-- Entries provided start --

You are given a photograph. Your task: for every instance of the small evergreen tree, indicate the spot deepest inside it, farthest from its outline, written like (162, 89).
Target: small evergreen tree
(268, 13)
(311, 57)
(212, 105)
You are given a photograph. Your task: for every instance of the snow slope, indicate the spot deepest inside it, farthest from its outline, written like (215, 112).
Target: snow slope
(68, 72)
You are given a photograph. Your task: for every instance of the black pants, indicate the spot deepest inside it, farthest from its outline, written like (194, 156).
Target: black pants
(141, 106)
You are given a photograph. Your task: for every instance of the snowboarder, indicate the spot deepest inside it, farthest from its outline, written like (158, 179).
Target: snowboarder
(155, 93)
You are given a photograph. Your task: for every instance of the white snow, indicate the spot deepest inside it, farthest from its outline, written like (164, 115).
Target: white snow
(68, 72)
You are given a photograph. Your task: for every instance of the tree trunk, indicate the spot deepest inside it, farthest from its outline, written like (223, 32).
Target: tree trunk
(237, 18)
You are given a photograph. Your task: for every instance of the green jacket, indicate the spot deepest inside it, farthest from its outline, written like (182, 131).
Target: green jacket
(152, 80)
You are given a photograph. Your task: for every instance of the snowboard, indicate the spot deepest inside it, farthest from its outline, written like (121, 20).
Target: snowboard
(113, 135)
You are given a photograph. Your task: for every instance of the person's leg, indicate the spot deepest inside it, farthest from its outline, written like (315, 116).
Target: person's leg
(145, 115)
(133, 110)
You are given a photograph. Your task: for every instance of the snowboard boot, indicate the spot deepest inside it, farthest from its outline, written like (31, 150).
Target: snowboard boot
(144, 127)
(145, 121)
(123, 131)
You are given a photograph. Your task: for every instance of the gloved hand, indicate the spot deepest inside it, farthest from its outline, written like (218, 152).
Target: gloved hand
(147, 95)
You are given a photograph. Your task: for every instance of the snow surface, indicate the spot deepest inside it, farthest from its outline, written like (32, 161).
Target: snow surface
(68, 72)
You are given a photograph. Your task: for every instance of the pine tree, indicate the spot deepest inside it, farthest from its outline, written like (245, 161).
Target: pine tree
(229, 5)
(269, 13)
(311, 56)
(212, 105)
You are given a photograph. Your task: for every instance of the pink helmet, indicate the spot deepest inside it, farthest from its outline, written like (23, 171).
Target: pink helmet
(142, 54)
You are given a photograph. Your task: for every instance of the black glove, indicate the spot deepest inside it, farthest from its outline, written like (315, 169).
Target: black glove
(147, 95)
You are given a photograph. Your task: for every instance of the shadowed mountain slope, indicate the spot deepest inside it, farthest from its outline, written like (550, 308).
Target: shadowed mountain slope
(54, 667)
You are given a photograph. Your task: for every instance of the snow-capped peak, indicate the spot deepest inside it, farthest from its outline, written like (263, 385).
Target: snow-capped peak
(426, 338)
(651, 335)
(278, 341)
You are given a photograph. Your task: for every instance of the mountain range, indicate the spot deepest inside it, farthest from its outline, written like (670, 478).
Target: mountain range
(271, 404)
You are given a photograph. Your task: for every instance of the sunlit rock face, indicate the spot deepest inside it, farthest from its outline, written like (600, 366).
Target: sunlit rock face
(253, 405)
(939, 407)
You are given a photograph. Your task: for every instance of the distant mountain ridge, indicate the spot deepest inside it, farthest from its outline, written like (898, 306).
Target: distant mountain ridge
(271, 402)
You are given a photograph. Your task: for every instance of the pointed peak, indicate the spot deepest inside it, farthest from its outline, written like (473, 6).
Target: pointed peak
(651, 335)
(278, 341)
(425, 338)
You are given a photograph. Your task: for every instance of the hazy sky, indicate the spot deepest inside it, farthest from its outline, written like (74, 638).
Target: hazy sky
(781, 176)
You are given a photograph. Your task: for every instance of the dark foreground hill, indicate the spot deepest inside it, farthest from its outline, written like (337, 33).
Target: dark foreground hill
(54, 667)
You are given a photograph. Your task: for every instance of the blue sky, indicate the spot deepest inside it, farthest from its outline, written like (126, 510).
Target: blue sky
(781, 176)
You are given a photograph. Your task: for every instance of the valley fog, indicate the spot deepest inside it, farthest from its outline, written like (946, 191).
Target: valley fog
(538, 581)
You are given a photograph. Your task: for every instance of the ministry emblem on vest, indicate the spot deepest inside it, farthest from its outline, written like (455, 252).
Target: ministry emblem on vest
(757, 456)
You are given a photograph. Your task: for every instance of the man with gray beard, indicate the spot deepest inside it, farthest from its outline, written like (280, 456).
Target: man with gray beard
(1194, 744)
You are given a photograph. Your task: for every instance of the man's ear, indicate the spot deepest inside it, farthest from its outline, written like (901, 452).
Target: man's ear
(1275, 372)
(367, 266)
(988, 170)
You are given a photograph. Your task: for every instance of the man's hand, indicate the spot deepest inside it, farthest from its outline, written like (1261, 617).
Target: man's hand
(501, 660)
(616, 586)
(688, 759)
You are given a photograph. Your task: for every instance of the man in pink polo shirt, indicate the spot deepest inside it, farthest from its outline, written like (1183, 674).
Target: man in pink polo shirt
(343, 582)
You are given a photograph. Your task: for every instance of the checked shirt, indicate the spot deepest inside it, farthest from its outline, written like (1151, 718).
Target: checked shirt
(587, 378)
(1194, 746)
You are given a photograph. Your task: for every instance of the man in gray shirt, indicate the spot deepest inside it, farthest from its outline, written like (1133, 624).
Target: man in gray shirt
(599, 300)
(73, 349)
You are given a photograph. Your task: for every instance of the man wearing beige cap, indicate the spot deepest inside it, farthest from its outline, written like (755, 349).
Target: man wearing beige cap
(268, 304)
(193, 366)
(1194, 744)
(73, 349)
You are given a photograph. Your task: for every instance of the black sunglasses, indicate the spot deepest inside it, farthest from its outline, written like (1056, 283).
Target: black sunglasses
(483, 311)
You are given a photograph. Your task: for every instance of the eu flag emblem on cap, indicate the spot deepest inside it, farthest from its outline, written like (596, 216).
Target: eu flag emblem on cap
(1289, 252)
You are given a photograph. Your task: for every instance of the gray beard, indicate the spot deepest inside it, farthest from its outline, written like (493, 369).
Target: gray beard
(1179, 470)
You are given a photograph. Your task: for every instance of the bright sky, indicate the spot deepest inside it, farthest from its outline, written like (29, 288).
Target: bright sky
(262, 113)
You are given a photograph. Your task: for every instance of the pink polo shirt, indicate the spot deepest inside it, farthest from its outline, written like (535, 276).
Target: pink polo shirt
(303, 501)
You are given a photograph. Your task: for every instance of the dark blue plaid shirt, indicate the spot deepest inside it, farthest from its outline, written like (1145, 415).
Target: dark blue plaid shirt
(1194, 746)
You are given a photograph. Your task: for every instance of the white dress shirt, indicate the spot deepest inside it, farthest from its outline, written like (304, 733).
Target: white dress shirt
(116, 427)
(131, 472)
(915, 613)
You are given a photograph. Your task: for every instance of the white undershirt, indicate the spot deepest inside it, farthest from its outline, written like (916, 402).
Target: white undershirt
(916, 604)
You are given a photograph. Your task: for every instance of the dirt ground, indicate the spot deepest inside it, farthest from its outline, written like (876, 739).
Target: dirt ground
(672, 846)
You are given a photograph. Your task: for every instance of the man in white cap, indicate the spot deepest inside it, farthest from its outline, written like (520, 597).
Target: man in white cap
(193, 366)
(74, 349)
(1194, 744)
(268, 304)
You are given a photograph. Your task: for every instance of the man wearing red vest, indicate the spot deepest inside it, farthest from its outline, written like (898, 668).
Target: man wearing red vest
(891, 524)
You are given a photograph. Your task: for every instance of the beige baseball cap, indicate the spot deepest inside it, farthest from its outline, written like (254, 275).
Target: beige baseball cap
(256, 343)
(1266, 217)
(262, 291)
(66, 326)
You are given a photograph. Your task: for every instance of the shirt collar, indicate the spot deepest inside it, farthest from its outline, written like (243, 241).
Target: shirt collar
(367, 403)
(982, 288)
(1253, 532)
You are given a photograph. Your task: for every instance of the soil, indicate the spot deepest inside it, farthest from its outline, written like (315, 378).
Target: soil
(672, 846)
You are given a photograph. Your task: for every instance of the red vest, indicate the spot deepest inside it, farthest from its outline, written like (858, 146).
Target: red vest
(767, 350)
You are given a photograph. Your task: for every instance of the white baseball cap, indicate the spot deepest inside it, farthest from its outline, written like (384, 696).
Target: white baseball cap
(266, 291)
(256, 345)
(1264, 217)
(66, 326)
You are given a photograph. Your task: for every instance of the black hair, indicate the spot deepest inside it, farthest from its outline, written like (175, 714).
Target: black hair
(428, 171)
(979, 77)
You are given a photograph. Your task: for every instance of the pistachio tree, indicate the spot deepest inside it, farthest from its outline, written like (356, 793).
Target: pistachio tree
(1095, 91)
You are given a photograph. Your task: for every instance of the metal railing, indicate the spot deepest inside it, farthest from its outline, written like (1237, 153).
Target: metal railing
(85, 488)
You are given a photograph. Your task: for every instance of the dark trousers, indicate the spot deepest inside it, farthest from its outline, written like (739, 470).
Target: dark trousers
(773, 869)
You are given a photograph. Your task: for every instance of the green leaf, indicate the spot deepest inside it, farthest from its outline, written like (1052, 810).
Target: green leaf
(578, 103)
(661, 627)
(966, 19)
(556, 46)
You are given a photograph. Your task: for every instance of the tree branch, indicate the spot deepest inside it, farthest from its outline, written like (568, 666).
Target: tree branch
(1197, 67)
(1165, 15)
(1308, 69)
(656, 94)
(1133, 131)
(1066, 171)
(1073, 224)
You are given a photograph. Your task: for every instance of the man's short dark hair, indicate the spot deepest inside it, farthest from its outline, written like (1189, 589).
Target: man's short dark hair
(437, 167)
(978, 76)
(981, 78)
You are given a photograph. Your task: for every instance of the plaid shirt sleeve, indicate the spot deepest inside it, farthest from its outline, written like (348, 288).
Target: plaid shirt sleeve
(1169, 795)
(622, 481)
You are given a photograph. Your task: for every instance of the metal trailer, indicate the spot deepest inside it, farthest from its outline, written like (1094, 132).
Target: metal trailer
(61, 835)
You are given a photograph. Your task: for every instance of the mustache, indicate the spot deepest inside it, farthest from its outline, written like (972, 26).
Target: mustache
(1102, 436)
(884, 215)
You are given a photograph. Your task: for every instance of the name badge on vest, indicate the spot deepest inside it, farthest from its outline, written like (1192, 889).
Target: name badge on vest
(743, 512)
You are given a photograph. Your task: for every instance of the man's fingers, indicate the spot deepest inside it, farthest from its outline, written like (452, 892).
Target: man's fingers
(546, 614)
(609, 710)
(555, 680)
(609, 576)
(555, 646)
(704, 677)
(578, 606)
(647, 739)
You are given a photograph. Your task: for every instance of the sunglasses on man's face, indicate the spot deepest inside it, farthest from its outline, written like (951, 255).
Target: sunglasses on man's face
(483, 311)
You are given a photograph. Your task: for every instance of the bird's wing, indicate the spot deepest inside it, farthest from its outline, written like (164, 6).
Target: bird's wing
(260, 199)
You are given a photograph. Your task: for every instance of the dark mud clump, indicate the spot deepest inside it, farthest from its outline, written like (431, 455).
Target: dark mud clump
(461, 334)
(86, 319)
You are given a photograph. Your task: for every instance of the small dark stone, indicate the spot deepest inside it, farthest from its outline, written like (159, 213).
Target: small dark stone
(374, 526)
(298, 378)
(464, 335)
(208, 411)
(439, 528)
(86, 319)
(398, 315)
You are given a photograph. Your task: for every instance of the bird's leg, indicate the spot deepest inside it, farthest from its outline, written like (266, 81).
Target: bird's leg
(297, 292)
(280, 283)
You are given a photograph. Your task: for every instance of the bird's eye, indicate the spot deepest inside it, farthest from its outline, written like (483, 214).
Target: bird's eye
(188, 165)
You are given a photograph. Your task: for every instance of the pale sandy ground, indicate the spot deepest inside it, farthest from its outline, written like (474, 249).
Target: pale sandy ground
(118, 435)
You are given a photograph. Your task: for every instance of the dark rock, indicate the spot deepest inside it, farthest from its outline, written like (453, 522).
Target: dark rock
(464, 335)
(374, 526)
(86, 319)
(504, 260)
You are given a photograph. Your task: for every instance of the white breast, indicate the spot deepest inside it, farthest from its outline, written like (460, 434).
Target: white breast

-- Entries provided end --

◆ Problem: Reproduce the listing above exactly from the line containing "like (951, 255)." through its last line, with both of those lines included.

◆ Solution to the exercise:
You are given a photograph. Your task: for every instance of the sunglasses on man's face, indicate the spot deepest inside it, farthest from its outline, written like (951, 255).
Target: sunglasses on man's face
(483, 311)
You are given a photograph. Your task: for every instance of the bird's wing, indicate the spot deepest inside it, farthest from its outline, written like (164, 6).
Target: bird's wing
(260, 199)
You are given a photograph. Your task: for every instance of the dark mud clump, indicate the spot deepest inside it, farthest from its outline, written like (431, 455).
Target: dark mud clump
(461, 334)
(86, 319)
You are given a photograph. Your task: for every instance of the small dark stone, indicate the spot deepest inside it, farthest from its outline, written like (159, 213).
Target: small dark stone
(374, 526)
(298, 378)
(464, 335)
(208, 411)
(439, 528)
(86, 319)
(398, 315)
You are given a photograph. Your task: for every instance of the bird's leg, indicate the spot deepest inside it, farthest from its outline, written like (266, 81).
Target: bird's leg
(297, 292)
(280, 283)
You are given a photograph. Your task: for every instance of the bird's eye, indicate the spot deepest inside it, farthest from its outline, written like (483, 214).
Target: bird's eye
(188, 165)
You are given a photograph. Your task: for every instance of the pale sandy ground, indicate the spot deepest inside it, farthest from its outline, written like (474, 249).
Target: pale sandy ground
(118, 435)
You are given a photograph. Your task: for every instance of the dark rock, indicate the spot deepest inside it, farthest from its outline, written like (453, 522).
Target: dark rock
(464, 335)
(374, 526)
(86, 319)
(504, 260)
You are given a photograph. Your task: for every instance of the white breast, indicate the spot deepest inside it, farthest from its outline, written like (460, 434).
Target: white breast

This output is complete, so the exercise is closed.